— Start —
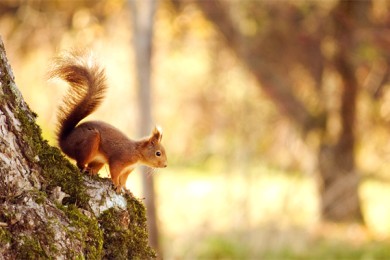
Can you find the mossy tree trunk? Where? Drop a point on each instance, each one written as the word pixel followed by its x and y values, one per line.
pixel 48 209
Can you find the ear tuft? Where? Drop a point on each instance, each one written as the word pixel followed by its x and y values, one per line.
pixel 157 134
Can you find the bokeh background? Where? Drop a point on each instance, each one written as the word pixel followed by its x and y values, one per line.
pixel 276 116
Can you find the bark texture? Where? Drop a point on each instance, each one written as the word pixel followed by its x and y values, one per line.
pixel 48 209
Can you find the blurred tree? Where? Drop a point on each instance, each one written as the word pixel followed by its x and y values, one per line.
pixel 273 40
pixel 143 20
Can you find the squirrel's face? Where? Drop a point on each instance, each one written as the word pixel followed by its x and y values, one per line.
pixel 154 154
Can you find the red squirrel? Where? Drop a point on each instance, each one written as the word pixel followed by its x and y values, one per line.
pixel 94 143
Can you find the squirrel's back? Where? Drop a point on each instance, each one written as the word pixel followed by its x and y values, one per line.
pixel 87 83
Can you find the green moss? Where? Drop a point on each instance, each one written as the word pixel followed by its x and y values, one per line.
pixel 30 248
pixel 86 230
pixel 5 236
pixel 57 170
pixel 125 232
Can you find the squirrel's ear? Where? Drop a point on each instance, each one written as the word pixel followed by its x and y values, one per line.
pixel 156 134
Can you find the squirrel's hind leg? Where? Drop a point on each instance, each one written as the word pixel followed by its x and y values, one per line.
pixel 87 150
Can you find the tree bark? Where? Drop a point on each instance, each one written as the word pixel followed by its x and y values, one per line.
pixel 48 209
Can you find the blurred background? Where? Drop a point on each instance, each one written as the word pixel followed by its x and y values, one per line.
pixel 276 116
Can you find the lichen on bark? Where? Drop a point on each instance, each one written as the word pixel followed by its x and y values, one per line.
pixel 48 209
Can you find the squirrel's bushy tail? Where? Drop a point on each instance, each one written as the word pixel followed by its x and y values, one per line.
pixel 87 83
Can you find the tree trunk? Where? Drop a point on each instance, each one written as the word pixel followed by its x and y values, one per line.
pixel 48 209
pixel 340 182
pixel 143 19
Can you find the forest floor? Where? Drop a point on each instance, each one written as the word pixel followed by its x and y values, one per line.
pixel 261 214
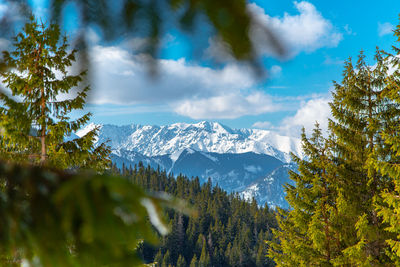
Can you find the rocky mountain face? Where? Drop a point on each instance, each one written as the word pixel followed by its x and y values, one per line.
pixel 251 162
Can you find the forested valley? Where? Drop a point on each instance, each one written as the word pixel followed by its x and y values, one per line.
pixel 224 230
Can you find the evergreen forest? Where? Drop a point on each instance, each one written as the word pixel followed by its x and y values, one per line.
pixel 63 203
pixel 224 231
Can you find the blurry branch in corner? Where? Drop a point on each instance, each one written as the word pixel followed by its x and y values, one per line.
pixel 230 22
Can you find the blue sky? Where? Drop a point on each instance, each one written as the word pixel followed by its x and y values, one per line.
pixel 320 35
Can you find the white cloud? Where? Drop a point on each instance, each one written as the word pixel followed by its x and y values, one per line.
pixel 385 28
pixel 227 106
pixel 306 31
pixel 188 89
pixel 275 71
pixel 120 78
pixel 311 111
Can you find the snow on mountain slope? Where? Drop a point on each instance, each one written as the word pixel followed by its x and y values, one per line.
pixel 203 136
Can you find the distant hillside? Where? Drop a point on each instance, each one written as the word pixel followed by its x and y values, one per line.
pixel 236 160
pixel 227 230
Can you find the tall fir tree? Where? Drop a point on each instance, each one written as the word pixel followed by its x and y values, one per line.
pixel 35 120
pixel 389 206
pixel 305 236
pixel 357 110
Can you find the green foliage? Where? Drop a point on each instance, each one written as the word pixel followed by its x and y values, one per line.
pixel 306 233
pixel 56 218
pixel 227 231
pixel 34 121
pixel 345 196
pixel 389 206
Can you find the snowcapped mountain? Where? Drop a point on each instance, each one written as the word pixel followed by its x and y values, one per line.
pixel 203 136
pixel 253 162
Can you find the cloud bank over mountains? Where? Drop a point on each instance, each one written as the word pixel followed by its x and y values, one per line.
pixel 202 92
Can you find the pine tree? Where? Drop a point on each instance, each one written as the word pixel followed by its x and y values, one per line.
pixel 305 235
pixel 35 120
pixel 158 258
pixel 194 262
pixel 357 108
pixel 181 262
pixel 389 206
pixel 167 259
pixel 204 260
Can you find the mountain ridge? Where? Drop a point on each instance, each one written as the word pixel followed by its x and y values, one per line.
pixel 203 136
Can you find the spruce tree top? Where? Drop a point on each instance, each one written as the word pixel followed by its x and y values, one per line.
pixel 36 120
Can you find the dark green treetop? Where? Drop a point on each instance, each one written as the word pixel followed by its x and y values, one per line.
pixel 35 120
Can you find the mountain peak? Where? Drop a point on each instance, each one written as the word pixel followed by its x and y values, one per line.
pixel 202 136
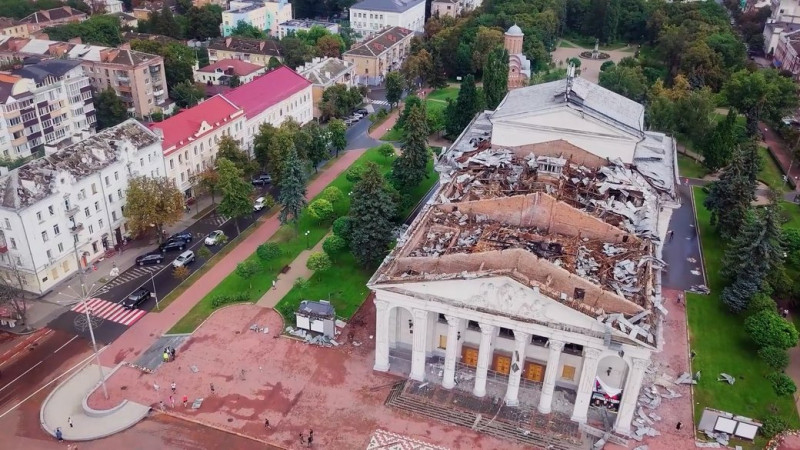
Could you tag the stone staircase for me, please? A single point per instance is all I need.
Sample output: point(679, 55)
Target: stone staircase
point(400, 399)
— End —
Rewrite all the records above, swapping "instance" for "occurrence" wherever it appears and keeping everything else the same. Leave out the pictures.

SOLUTION BELOW
Can you find the mossy tree trunk? Where? Drop a point on each occurrence, each one written as the word pixel followed by its x and y values, one per line.
pixel 48 209
Can you find the ear tuft? Where? Drop a point on each occurrence, each one written as the word pixel followed by its x and y values, one per line.
pixel 157 134
Can you find the bokeh background? Where? Drop a point on each occurrence, each one written as the word pixel followed by its x and y values, one per line.
pixel 276 116
Can you find the bark texture? Where? Drop a point on each occurrence, each one written as the word pixel followed by its x and y values, one per line.
pixel 48 209
Can you find the blurred tree? Where? Drop a point on each occurrence, each one written as the word pixel followed by its x and y values, one per line.
pixel 273 40
pixel 143 20
Can you find the squirrel's face? Where? Drop a point on each occurrence, each one written as the word pixel followed by its x and y values, one per line.
pixel 154 154
Can you find the red squirrel? Where? Drop a point on each occurrence, each one written as the word pixel followed by its x and y values, one per line.
pixel 94 143
Can you find the squirrel's back? Where? Drop a point on each occurrence, each one written as the word pixel followed by its x and y values, one per line.
pixel 87 83
Can you find the green moss? Where? Drop a point on each occurrence, each one written as the word pixel followed by its x and y values, one per line.
pixel 30 248
pixel 86 230
pixel 5 236
pixel 57 170
pixel 125 232
Can you find the squirrel's ear? Where? Drop a point on each occurrence, each one written as the word pixel followed by its x and y values, one per line.
pixel 156 134
Can you find the squirrel's hind leg? Where? Drop a point on each occurrence, each one written as the word pixel followed by its x and y values, one per line.
pixel 87 150
Can you find the tree bark? Where? Drop a point on each occurrence, each one written as the word pixel followed by its x and y values, one per line.
pixel 48 209
Can you find the blurred background? Where? Drop a point on each occurrence, each one written as the word pixel followed by its x and y values, one per line.
pixel 276 116
Can you find the lichen on bark? Where? Drop a point on each occurrence, each one written as the word pixel followed by its x and y values, one per line.
pixel 48 209
Can you find the squirrel's bushy tail? Where? Drop a point on each occurrence, each one written as the word pixel followed by its x and y values, one per line.
pixel 87 83
Can you find the tree trunk? Where? Drop a point on each occurrence, each one written as the word pixel followed by its x and y values, one per line.
pixel 48 209
pixel 340 182
pixel 143 19
Can you find the forest floor? Where? Drop a point on each occurrence, each one written as the word pixel followed by its x and y values, one per line.
pixel 261 214
Can you find the rocky mountain face? Where? Drop a point on each occurrence, each one written as the word pixel followed by its x and y values, one per line.
pixel 251 162
Can you find the forested valley? Where? Drop a point on each occurrence, each one written as the word pixel followed by its x and y values, one per line.
pixel 224 230
Can you find the evergreen forest? Where? Drop a point on each occurrence, each one written as the word pixel followed by its x and y values, one per line.
pixel 63 203
pixel 224 231
Can you find the blurry branch in corner? Where? Drop a point on each occurrence, each one written as the word pixel followed by its x and y values, one per line.
pixel 230 22
Can you find the blue sky? Where? Drop a point on each occurrence, each one written as the word pixel followed by its x and y values, one per line.
pixel 320 35
Can you find the white cloud? Where? Drop a point on each occurrence, each one written as the word pixel followed by its x and y values, one per line.
pixel 385 28
pixel 227 106
pixel 306 31
pixel 188 89
pixel 275 71
pixel 120 78
pixel 311 111
Can you find the snow on mountain slope? Where? Drop a point on each occurrence, each one written as the word pixel followed by its x and y values, one per line.
pixel 203 136
Can you find the distant hillside? Where? Drop a point on each occurrence, each one written as the word pixel followed by its x and y values, one per line.
pixel 236 160
pixel 227 230
Can you find the tall fir tree? Where? Drop a point on each occurrence, each one written as the word pixel followed by its x and y values, one per line.
pixel 35 120
pixel 389 206
pixel 305 236
pixel 357 110
Can you find the green foliage? Where? Drop a point on each occurrence, each one written as the word pixel followed by its x and y values, one per line.
pixel 306 233
pixel 56 218
pixel 227 231
pixel 34 121
pixel 345 196
pixel 389 206
Can you find the snowcapped mountain? Where? Drop a point on each occurrence, each one written as the word pixel followed by its x and y values, one per line.
pixel 203 136
pixel 253 162
Can you find the cloud bank over mountains? Where? Drop a point on each occurrence, each one written as the word pixel followed by its x and y values, one per line.
pixel 202 92
Can you find the pine tree? Where? Drop a point on each occurrence, each one written as the word pixel followed by its x and y values, one per line.
pixel 305 235
pixel 35 120
pixel 158 258
pixel 194 262
pixel 357 108
pixel 181 262
pixel 389 206
pixel 167 259
pixel 204 260
Can you find the mountain ridge? Where? Drop a point on each occurrence, each one written as the word pixel followed by its x and y values, one per line.
pixel 203 136
Can you find the spruce tree top? Where? Drop a point on each occurrence, each one written as the word pixel followed by its x and y values, one per line.
pixel 36 120
Can you find the dark green treetop? Where? Drop a point on each occurrence, each one written as the word pixel followed by its x and y values, one per line.
pixel 35 120
Can you find the mountain peak? Where? Drop a point on each occurrence, each one written as the word pixel followed by its x and y values, one per line.
pixel 202 136
Could you tag the stone staircase for me, please? A single point per occurrence is all I need.
Sample output: point(679, 55)
Target: stone staircase
point(400, 399)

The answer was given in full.